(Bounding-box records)
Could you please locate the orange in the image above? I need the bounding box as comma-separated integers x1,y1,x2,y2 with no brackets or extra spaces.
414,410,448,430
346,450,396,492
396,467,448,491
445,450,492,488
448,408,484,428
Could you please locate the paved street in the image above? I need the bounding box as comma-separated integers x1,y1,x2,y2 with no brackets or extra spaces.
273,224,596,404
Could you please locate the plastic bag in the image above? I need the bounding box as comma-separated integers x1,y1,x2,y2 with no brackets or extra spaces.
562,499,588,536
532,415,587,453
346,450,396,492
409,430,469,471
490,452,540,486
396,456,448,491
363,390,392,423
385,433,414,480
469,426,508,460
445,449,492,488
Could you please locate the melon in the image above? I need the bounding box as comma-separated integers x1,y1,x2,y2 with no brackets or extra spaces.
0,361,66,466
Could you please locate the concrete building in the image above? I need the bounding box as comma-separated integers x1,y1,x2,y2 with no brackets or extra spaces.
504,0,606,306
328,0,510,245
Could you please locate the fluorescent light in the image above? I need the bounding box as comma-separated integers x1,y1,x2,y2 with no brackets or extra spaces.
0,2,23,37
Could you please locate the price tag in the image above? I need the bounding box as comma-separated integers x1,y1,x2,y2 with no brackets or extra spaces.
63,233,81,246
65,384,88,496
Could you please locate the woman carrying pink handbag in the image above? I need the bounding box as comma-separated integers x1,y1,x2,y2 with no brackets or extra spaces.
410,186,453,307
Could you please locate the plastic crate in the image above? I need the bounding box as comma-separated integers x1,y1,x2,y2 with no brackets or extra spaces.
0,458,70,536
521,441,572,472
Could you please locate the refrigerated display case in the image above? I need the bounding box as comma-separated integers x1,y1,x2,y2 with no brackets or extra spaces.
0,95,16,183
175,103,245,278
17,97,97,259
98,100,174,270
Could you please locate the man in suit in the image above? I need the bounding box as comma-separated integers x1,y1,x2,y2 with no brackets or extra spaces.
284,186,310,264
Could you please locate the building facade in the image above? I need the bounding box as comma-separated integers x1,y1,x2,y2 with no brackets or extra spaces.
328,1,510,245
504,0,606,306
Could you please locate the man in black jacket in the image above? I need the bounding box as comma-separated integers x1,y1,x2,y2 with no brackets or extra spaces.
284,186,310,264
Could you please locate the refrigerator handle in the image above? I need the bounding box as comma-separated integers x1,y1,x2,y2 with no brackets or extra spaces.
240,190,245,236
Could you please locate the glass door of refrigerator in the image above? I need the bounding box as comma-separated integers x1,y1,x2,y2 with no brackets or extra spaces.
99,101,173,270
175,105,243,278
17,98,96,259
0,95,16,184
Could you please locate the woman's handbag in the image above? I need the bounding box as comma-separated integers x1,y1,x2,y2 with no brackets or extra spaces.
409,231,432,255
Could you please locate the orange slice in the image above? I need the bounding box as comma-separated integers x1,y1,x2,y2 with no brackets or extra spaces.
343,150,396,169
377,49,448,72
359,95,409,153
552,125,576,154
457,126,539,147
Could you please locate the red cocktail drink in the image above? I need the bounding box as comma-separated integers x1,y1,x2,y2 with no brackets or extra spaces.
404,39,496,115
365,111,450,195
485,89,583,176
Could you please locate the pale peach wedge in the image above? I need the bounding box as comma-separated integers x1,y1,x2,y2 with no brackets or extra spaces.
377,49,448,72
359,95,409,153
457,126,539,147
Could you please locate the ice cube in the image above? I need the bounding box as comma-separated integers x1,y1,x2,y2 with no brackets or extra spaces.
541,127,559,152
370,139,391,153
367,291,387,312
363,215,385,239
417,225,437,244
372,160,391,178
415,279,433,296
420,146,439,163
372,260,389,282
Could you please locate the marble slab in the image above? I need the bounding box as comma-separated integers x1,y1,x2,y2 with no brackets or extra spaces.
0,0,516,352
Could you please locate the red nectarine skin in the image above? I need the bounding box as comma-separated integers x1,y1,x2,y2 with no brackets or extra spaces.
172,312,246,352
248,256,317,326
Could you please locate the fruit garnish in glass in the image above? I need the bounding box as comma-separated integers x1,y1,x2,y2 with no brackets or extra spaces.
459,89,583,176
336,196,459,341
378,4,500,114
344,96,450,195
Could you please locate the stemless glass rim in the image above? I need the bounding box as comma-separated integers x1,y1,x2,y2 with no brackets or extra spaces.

TO BE DONE:
From the bounding-box records, select and copy every line containing the word "glass". Case counts.

ANSWER TO THIS PROBLEM:
Could you please locate the glass door of refrigerator in the image above? I need the bounding box as comma-separated integers x1,y1,x2,y2 with no brackets or extra spaces.
Could you please locate the fruit garnish in glass in the image above? I need the bounding box as comma-separated integers x1,y1,x2,y2 with no brackets or extra spaces.
Could you please locate the stemless glass rim in the image above? I need the bounding box as comma-separated integers x1,y1,x2,y2 with no brackets or extra spaces.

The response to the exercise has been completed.